| WORK INSTRUCTION |
Print the listing below in full. Alter nothing.
[[ EXERCISE INPUT open ]]
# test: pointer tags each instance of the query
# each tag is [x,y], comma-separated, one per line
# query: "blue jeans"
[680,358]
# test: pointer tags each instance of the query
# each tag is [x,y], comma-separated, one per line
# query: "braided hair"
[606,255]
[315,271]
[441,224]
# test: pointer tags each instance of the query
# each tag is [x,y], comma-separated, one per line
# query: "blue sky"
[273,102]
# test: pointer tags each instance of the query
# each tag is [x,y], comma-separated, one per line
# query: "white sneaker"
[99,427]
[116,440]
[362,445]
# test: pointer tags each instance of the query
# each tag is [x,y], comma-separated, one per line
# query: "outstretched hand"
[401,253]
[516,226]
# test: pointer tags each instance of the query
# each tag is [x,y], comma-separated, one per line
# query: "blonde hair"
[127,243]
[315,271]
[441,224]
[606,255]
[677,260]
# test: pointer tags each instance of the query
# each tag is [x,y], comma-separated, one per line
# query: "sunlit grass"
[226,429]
[[ EXERCISE INPUT closed ]]
| SOLUTION TO THIS EXERCISE |
# test: pointer tags each instance of the query
# each tag is [x,y], comma-separated, one per line
# query: "blue jeans"
[680,358]
# test: pointer tags each instance of the query
# each tag is [x,y], comma-separated, one per line
# query: "braided hair"
[606,255]
[315,271]
[441,224]
# test: pointer tags each instance of the query
# each tag is [x,y], comma-separated, one per line
# query: "blue sky"
[273,102]
# test: pointer tags each instance of the query
# each tag is [x,y], comma-separated, one per line
# query: "white sneaker"
[99,427]
[116,440]
[362,445]
# test: pointer tags each instance of the query
# each tag is [x,y], comma-separated, one per line
# query: "outstretched hand"
[401,253]
[516,226]
# test: pointer tags each instance of the query
# each tag is [x,y], comma-separated, one per line
# query: "blonde hair"
[127,243]
[315,271]
[441,224]
[606,255]
[677,260]
# test: pointer tags each instance of the query
# each tag is [x,y], comma-separated, one per line
# query: "sunlit grass"
[226,429]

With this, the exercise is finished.